Hi, I have received fastq files containing the reads from Illumina MiSeq. Since they are paired-end, there is an R1 and an R2 file for each sample. So I expected to find reads beginning with our forward primer in the R1 files, and reads beginning with our reverse primer in the R2 (or vice versa). However, I find both in both; i.e. about half of the reads in the R1 files begin with the forward primer, and half with the reverse primer; and same with the R2s. I tried merging them, but this results in about half of the reads being reverse complemented, and this makes things more complicated downstream, so I would like them to all go in the same direction. I thought to grep for each of the primers, but because of ambiguities and some still having short tags on the beginning, I don't think it's going to work--plus I thought they weren't supposed to be mixed anyway...??? Maybe I don't understand this as well as I thought. Any ideas? Thanks.
Could you elaborate more on the library was prepared?
It sounds like your amplicon library was constructed by the standard Illumina method (i.e., adaptor ligation) and sequenced with standard Illumina (adaptor) primers. If so, then you'd expect a 50/50 mix of amplicon orientations. But @WouterDeCoster is correct, we'll need more details about library prep (e.g., what are the short tags to which you refer) to help you parse the data.
The primer sequences you use in the sequencing step, use the adaptors you link to your fragmented DNA or cDNA)

What you are asked to do - Please extend the forum thread about primer orientation in paired-end MiSeq reads, starting right after its last post. You won't need the rows for anything here.

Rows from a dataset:
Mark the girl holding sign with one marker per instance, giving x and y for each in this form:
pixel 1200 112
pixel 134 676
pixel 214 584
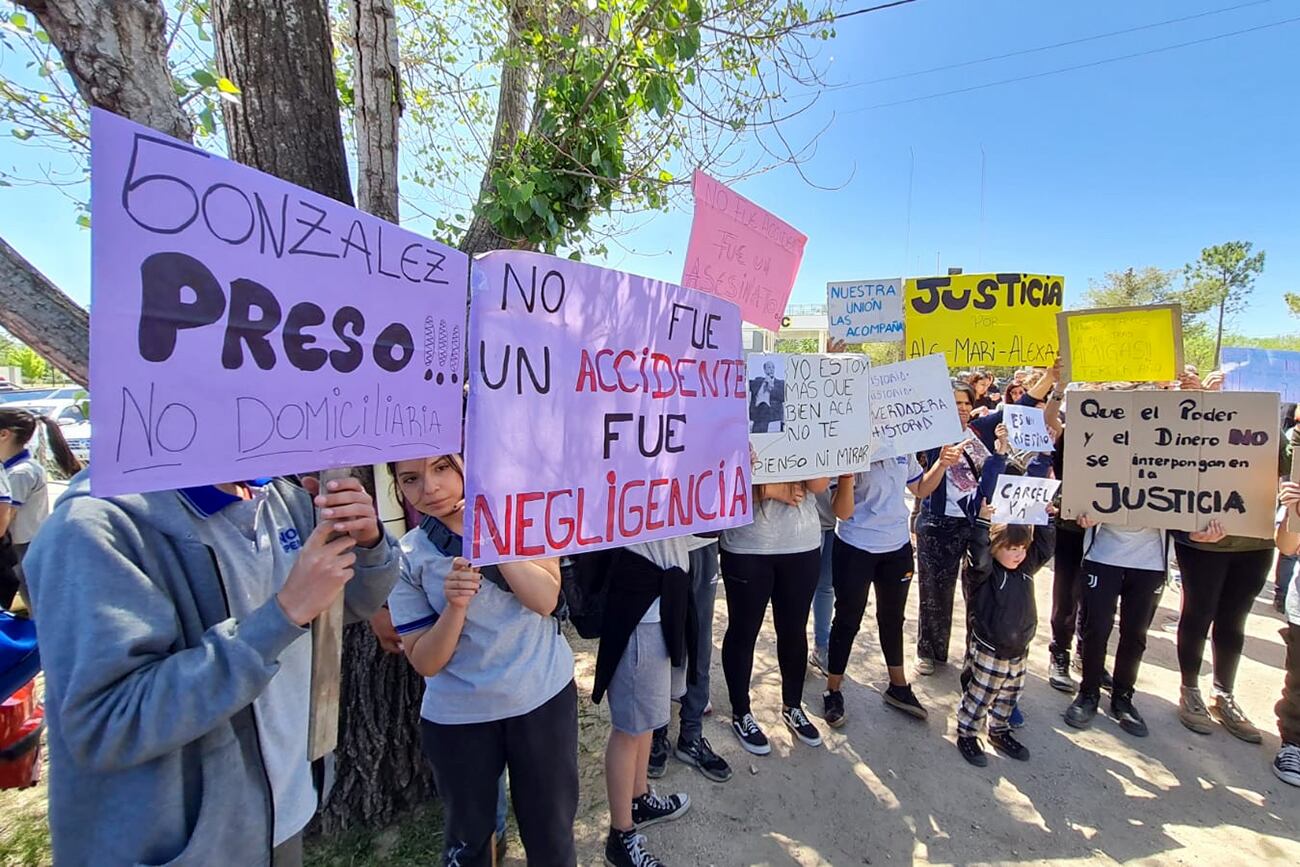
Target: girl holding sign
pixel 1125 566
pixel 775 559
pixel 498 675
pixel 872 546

Response box -
And the joining of these adapters to these pieces of DNA is fully random (don't get into consideration direction) excepting when you are using a stranded transcriptomic protocol
If using genomic sequences, I am not aware of a protocol that will allow you to get directional libraries, though
Just plain (multiplex) PCR based enrichment & library prep can be directional.
So what are the other methods of amplicon library prep? what if I do not want the 50/50 mix of amplicon orientation?
PCR-based methods (as opposed to ligation) will produce directional libraries. You can either incorporate the Illumina adapter sequences into your amplicon primers, or add them via two rounds of PCR (first round with amplicon primers, second round with Illumina adapters + amplicon overhang).
Have you tried to scan the data with a trimming program? I suggest
bbduk.sh
from BBMap suite. You may have inserts that at smaller than the length of sequencing. While you are at it you could also usebbmerge.sh
from the same suite to see what you get in terms of merging of R1/R2 reads.